--- START OF Data shown ---

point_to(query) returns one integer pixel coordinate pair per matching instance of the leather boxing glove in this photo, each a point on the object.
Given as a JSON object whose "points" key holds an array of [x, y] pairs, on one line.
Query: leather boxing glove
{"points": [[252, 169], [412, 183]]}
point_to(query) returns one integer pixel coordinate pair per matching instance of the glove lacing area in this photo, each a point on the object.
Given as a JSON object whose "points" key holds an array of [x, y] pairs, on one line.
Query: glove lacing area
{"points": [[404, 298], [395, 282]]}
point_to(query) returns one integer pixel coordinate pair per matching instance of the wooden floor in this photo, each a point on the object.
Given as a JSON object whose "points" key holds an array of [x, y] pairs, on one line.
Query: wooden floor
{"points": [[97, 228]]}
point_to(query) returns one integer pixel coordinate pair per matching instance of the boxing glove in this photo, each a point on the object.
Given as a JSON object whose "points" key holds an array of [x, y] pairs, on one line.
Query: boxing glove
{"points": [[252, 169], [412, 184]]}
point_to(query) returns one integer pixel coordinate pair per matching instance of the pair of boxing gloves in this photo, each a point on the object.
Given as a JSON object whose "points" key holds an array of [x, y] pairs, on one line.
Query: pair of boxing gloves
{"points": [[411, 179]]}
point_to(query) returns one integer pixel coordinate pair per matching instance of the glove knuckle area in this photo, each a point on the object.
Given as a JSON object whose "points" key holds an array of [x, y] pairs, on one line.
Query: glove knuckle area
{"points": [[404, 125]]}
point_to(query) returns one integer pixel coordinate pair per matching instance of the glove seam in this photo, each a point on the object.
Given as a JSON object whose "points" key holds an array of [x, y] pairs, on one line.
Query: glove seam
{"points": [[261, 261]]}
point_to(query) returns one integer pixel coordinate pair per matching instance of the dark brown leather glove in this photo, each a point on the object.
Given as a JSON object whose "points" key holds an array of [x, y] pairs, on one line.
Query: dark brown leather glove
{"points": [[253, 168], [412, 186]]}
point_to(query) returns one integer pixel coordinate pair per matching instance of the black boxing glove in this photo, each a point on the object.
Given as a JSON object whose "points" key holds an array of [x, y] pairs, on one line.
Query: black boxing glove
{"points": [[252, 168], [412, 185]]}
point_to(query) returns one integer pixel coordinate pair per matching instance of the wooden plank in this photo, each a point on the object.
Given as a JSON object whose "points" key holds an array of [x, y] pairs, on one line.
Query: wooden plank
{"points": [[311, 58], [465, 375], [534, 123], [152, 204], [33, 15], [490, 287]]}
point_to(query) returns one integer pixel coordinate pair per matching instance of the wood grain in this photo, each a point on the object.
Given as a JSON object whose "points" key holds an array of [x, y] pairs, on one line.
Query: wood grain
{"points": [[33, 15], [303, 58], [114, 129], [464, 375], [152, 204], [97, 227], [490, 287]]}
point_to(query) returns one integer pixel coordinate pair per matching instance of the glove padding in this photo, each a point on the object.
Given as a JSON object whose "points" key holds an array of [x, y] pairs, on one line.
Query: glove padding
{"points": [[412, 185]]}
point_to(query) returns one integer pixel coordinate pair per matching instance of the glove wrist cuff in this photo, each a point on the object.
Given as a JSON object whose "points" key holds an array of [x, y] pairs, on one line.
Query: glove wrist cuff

--- END OF Data shown ---

• [Exercise prompt]
Copy out every one of the records above line for line, with no changes.

• [Result]
point_to(query) returns one integer pixel coordinate pair per matching instance of the leather boxing glove in this photo, each a point on the object.
Given as a JSON object whose "points" key holds an array of [x, y] pairs, on one line.
Query: leather boxing glove
{"points": [[252, 169], [412, 183]]}
point_to(query) returns one integer pixel coordinate pair per matching instance of the glove lacing area in this photo, each a point on the object.
Given as a JSON object whose "points" key holds an array of [x, y] pairs, on one line.
Query: glove lacing area
{"points": [[404, 298], [395, 282]]}
point_to(query) returns one integer pixel coordinate pair per matching instance of the wooden floor in this photo, each a point on the object.
Given as a JSON object whose "points" key holds an array of [x, y] pairs, on one line.
Query: wooden floor
{"points": [[97, 228]]}
point_to(query) returns one integer pixel coordinate pair per matching instance of the boxing glove in this photo, each a point on the object.
Given as a JSON object whose "points" key holds an array of [x, y] pairs, on one line.
Query: boxing glove
{"points": [[252, 169], [412, 184]]}
point_to(query) returns one integer pixel coordinate pair per matching instance of the pair of boxing gloves in this photo, each a point on the object.
Given as a JSON object whose "points" key holds an array of [x, y] pairs, on one line.
Query: pair of boxing gloves
{"points": [[411, 179]]}
point_to(query) returns one integer pixel coordinate pair per matching instance of the glove knuckle area in this photo, each a point on the object.
Given as a JSON object whose "points" key holds an array of [x, y] pairs, on one line.
Query: glove knuckle area
{"points": [[404, 125]]}
point_to(query) returns one integer pixel coordinate pair per matching instance of the glove seam in this photo, each a point on the object.
Given as a JSON object whose "points" key holds an array of [x, y] pairs, on one line.
Query: glove seam
{"points": [[261, 261]]}
point_to(query) returns one integer pixel coordinate pair per matching instance of the dark brown leather glove in this photo, each a point on the object.
Given as a JSON object whose "points" key holds an array of [x, y] pairs, on one line.
Query: dark brown leather glove
{"points": [[253, 168], [412, 186]]}
point_to(query) returns one integer pixel coordinate pair per matching instance of the black boxing glove in this photo, each a point on the object.
Given as a JSON object whose "points" key holds an array of [x, y] pairs, on one line.
Query: black boxing glove
{"points": [[252, 168], [412, 185]]}
point_to(query) returns one integer pixel coordinate pair per matching instance of the wooden plank in this photo, each a point on the object.
Given as a JSON object whose "points" key holds an array of [x, y] pairs, on one line.
Query: wooden plank
{"points": [[311, 58], [465, 375], [534, 123], [152, 204], [33, 15], [490, 287]]}
point_to(query) returns one integer pixel coordinate pair per matching instance of the wood grain in this photo, each a point on the object.
Given as a JSON object whose "points" key holds an array of [x, y] pairs, on one line.
Query: wood grain
{"points": [[33, 15], [303, 58], [114, 129], [464, 375], [152, 204], [97, 227], [490, 287]]}
point_to(query) returns one integer pixel coordinate pair per matching instance of the glove padding in this photo, each a point on the object.
Given as a JSON object whose "points" key holds an array of [x, y] pairs, on one line.
Query: glove padding
{"points": [[412, 185]]}
point_to(query) returns one integer pixel coordinate pair per matching instance of the glove wrist cuff in this photo, each a point on the object.
Given as a JSON object whose "points" key holds an array of [x, y] pairs, on one line.
Query: glove wrist cuff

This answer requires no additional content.